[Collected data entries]
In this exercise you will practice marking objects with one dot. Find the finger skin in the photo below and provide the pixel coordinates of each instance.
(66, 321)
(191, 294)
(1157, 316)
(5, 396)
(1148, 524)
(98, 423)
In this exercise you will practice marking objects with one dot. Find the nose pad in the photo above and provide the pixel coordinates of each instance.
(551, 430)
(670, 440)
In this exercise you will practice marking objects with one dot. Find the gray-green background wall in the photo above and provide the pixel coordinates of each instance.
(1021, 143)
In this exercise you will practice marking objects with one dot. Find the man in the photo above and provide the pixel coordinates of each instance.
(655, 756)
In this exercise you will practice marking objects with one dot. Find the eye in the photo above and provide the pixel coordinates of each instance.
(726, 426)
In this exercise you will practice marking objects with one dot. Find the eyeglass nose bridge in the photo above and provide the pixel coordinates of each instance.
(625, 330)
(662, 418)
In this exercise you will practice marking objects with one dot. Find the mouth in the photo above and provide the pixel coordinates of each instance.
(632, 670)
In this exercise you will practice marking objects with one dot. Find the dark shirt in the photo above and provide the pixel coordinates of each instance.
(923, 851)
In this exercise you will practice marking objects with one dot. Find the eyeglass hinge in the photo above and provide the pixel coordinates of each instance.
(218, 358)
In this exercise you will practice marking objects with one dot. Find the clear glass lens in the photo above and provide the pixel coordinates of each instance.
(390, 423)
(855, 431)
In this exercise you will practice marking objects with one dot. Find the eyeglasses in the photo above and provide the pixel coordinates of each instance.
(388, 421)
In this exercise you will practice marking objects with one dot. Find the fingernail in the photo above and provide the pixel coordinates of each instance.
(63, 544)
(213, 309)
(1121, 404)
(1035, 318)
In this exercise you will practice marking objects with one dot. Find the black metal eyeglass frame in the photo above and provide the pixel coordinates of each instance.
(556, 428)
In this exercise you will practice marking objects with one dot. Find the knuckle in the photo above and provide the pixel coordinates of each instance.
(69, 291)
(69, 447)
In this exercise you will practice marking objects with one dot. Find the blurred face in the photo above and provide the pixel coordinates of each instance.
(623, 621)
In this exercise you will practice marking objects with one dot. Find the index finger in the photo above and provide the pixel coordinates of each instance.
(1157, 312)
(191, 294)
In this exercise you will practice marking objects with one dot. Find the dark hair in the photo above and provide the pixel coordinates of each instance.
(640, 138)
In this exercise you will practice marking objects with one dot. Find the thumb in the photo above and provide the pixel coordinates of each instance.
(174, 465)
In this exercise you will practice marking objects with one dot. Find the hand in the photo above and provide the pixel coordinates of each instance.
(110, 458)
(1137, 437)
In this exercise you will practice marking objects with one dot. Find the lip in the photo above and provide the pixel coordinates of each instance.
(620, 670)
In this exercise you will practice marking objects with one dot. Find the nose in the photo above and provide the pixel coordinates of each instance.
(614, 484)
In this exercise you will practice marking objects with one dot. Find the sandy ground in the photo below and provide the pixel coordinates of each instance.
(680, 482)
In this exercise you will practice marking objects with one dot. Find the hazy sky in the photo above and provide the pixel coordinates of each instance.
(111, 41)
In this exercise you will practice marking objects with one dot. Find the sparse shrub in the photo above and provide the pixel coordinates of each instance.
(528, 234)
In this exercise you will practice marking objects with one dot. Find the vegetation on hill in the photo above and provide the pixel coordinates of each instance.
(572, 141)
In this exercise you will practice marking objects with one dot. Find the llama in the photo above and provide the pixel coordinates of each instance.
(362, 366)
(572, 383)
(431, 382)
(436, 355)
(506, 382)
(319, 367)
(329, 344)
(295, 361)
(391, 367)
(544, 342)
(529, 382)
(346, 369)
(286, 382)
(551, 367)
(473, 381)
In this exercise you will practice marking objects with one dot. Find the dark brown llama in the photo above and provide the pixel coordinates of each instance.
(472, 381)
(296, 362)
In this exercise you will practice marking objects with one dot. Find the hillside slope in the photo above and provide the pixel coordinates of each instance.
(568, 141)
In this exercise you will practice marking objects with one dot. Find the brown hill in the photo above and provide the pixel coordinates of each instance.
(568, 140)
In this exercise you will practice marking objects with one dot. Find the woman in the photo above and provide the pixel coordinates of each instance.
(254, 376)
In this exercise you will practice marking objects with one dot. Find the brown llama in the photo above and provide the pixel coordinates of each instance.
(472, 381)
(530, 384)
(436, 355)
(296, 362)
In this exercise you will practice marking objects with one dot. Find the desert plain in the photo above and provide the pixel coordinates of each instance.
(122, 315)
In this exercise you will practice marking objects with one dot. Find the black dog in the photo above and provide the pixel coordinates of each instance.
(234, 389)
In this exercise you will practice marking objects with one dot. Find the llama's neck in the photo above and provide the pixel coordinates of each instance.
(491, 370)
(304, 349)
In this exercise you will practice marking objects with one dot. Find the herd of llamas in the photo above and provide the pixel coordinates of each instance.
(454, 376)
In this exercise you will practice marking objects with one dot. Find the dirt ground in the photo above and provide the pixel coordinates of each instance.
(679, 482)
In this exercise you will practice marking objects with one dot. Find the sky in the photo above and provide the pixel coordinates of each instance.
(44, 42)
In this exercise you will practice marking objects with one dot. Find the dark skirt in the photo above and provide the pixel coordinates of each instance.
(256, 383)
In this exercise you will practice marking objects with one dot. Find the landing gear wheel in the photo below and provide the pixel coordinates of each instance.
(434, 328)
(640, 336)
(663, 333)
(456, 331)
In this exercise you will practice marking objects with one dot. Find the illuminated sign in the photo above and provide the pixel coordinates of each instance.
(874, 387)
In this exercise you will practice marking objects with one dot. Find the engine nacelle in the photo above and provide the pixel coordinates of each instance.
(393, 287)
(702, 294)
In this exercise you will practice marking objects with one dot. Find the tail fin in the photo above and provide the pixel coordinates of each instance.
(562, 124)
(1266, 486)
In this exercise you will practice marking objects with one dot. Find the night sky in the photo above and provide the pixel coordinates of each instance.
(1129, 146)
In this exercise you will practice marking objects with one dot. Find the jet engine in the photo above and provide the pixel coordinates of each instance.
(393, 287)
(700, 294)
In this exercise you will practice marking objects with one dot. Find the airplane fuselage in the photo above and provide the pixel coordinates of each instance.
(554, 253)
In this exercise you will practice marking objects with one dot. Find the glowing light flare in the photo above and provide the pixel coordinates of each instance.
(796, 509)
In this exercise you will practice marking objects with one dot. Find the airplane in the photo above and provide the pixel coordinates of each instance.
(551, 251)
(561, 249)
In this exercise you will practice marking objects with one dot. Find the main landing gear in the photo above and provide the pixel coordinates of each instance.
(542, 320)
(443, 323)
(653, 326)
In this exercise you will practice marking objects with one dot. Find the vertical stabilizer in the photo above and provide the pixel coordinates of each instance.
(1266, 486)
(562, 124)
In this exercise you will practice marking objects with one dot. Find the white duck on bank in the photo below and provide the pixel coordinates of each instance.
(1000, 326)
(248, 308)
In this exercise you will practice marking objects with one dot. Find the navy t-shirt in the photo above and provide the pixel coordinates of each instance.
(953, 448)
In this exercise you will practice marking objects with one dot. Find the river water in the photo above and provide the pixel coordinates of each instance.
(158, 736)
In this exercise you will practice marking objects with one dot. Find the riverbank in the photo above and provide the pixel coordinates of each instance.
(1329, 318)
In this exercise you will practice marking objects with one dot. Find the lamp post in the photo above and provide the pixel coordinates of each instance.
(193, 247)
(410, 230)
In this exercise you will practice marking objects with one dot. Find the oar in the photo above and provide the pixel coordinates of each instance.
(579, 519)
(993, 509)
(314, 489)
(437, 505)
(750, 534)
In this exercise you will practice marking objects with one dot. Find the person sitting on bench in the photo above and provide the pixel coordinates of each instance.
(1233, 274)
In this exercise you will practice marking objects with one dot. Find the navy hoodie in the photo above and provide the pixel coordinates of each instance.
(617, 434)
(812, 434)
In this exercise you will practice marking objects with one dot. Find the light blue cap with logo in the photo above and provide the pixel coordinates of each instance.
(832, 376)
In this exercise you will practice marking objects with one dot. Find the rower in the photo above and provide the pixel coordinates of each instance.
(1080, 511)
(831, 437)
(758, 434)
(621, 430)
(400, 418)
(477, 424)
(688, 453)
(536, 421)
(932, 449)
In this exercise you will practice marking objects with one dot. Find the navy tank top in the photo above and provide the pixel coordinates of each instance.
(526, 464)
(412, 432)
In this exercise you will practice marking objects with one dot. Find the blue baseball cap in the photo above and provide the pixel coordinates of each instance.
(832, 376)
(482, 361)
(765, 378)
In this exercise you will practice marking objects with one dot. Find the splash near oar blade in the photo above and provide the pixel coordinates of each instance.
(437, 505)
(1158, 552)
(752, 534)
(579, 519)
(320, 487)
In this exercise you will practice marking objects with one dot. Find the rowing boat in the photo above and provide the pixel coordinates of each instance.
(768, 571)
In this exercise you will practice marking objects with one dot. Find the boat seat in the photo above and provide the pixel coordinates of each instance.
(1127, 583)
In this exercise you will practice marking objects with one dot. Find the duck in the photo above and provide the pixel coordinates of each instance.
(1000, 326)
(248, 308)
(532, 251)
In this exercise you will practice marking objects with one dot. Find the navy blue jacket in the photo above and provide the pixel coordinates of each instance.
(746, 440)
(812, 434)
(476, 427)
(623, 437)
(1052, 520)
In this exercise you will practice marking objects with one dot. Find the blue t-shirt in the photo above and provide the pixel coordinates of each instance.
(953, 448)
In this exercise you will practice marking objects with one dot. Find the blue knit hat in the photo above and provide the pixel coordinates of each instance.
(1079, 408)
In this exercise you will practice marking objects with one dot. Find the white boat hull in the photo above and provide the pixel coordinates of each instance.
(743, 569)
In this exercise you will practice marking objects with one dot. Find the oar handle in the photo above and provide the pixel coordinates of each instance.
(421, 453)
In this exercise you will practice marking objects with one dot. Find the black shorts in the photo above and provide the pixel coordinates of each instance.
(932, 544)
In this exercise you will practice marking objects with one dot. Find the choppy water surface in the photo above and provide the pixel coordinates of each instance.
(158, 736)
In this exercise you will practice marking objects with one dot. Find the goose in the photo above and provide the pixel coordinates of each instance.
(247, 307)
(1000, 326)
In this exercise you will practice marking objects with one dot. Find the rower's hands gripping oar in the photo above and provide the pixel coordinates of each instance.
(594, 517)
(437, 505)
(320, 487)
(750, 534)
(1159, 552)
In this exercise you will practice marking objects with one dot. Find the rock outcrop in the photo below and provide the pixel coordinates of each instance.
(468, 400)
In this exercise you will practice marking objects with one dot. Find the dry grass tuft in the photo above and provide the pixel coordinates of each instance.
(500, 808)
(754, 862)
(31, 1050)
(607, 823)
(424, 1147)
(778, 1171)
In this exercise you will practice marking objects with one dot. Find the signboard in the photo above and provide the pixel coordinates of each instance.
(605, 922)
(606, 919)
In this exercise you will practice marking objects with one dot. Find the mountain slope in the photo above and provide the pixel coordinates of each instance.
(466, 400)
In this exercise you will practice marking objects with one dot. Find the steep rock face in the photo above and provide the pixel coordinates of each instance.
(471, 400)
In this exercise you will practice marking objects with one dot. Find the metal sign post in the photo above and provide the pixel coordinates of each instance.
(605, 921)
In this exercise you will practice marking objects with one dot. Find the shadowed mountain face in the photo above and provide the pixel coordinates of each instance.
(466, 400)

**WHAT NEEDS TO BE DONE:** Look above for the line containing "Find the shadowed", then transcribe it and all lines after it through the last, exactly and with nothing else.

**EXERCISE ANSWER:**
In this exercise you will practice marking objects with one dot. Find the shadowed mountain face in the photo above and provide the pixel coordinates of each instance.
(466, 400)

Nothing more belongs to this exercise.